Arts & Culture

Culture Kvetch: The Many Sides of ‘Yossi,’ Eytan Fox’s New Film

A decade after ‘Yossi & Jagger,’ we’re reintroduced to a changed—but still grieving—protagonist Read More

By / January 30, 2013

Last we saw Yossi, he was in mourning. It was the end of Yossi & Jagger, Eytan Fox’s 2002 film about two young IDF soldiers in love—an affair that ended when Lior, called Jagger by Yossi, died in an infantry operation gone wrong. Their love was practically an open secret among their fellow soldiers but less so with Lior’s parents, who, in one of the film’s most bitterly sweet touches, are fooled by a female soldier’s claim that she and Lior were in love. The soldier, Yaeli, admits that she never got a chance to tell Lior her feelings, but she thinks that their affection was mutual all the same. The knowledge is some comfort to Lior’s mother, who admits that she never even knew her son’s favorite song. Yossi (Ohad Knoller), seething with repression and heartbreak, looks up and offers the answer: “Bo” by Rita. The film ends with his melancholic smile.

A decade later, the grieving young man has returned in Yossi, Fox’s minor-key sequel now premiering in the United States. By nearly all measures, we are a long ways away from the first film. Yossi & Jagger took place almost entirely on a snow-covered mountain in Israeli-occupied southern Lebanon. It appears to have been shot with a handheld, and the effect is less documentary than home movie—prone to jitters and unexpected close-ups, the colors washed out by sunlight bouncing off the snowscape. None of this is to the film’s detriment—although some viewers might find the aesthetic dated, even anachronistic for its time—as it creates a familial, informal atmosphere around the soldiers’ remote outpost. (The location, forbidding and snowbound, is not dissimilar from that of Beaufort, a glossier and more politically minded film that also starrs Knoller.)

◆ ◆ ◆ ◆ ◆ ◆ ◆

- **Work to be completed**
Render this sentence from the review of Yossi into Spanish: "The film ends with his melancholic smile."

(Referring expression data)
◆ ◆ ◆ ◆ ◆ ◆ ◆

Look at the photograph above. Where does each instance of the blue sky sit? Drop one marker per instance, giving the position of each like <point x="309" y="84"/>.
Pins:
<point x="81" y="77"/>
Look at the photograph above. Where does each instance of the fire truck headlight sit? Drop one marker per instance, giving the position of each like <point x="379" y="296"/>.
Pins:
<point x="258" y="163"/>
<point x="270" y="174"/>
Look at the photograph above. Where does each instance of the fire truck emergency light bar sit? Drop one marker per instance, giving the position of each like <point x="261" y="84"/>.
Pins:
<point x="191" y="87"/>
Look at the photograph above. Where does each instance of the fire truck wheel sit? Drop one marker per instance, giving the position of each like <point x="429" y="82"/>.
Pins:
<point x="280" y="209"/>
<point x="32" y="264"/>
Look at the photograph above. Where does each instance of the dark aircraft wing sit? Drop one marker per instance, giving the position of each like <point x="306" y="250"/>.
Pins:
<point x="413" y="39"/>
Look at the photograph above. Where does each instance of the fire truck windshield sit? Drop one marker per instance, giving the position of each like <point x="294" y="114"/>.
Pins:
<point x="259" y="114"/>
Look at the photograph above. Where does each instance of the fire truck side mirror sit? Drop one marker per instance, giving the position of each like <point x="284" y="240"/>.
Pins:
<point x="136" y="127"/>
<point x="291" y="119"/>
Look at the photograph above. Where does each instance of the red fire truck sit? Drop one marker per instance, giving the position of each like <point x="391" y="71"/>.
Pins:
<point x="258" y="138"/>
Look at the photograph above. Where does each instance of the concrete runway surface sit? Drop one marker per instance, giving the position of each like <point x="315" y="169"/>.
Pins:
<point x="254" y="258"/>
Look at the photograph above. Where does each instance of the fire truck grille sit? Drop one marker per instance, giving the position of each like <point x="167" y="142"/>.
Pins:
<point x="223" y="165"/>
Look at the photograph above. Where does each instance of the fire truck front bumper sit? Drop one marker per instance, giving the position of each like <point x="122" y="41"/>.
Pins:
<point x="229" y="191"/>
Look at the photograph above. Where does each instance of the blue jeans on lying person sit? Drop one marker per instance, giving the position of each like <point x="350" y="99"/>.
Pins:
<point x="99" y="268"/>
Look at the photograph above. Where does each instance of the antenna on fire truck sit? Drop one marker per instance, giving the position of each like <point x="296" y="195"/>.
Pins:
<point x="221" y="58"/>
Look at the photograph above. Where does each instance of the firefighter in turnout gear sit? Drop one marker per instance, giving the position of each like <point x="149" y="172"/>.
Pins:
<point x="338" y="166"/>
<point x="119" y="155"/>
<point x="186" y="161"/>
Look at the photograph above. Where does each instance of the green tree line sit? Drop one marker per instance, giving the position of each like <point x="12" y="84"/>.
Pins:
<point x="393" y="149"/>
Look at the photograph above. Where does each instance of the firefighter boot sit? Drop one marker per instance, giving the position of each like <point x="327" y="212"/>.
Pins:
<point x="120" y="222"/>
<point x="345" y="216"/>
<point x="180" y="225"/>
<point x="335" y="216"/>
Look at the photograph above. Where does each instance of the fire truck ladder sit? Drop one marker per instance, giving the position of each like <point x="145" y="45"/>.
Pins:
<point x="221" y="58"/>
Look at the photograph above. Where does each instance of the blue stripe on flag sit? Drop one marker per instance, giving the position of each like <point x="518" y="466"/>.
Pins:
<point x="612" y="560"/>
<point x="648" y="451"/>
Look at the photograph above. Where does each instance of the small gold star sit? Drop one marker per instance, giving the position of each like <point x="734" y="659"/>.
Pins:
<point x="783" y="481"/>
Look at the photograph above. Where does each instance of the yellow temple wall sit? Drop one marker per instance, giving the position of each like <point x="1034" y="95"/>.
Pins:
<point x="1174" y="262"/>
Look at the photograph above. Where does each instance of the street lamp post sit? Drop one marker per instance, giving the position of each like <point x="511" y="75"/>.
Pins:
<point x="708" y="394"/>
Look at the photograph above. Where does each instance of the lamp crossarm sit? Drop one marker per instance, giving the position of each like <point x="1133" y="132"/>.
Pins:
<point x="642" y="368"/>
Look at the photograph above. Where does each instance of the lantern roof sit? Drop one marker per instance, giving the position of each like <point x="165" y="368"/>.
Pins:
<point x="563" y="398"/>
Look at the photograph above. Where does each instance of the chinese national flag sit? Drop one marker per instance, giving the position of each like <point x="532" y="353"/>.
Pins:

◆ ◆ ◆ ◆ ◆ ◆ ◆

- **Solution for this problem**
La película termina con su sonrisa melancólica.